■ WORK REQUIRED: After finding the line that contains "Where can you spot the briefcase", reproduce it and each line below it through the end of the listing, exactly, with nothing added.

_____

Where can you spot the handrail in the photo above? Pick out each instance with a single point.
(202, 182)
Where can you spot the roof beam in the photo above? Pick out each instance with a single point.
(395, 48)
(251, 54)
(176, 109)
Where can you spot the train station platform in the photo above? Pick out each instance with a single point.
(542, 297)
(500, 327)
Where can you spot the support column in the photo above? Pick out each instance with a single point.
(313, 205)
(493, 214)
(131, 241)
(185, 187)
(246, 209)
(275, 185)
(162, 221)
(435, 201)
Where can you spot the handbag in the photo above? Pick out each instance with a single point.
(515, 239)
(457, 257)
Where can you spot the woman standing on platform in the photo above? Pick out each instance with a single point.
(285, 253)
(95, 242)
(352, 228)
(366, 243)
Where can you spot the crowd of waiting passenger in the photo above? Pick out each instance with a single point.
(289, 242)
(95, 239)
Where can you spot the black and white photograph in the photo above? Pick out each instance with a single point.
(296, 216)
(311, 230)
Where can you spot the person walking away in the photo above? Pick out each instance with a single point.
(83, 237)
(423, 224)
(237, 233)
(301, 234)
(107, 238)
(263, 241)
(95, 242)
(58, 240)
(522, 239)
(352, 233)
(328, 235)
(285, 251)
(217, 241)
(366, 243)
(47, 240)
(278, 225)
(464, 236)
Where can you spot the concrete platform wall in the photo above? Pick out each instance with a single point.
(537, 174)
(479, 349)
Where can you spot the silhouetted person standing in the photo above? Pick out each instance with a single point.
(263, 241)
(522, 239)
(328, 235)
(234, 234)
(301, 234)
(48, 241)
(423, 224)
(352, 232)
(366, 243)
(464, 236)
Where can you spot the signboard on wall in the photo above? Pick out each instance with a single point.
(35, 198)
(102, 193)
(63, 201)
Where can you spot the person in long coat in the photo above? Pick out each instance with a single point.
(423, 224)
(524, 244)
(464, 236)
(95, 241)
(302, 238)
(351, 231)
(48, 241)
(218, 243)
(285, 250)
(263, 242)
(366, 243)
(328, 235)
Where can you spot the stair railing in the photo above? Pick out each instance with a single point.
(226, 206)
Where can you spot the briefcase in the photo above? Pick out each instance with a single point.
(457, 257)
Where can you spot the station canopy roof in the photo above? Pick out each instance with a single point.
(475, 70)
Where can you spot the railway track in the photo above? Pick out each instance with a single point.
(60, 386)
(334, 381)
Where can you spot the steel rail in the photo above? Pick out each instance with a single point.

_____

■ ANSWER SPACE:
Where can you spot the briefcase in the photo above? Pick out each instance with a single point.
(457, 257)
Where can you spot the station canopy roof in the photo above? Pick out each instance with a single point.
(475, 70)
Where can you spot the railway track in the photo above? Pick out each instance with a single point.
(60, 386)
(334, 381)
Where can you spot the steel rail in the photo above? Pick out each instance with a single point.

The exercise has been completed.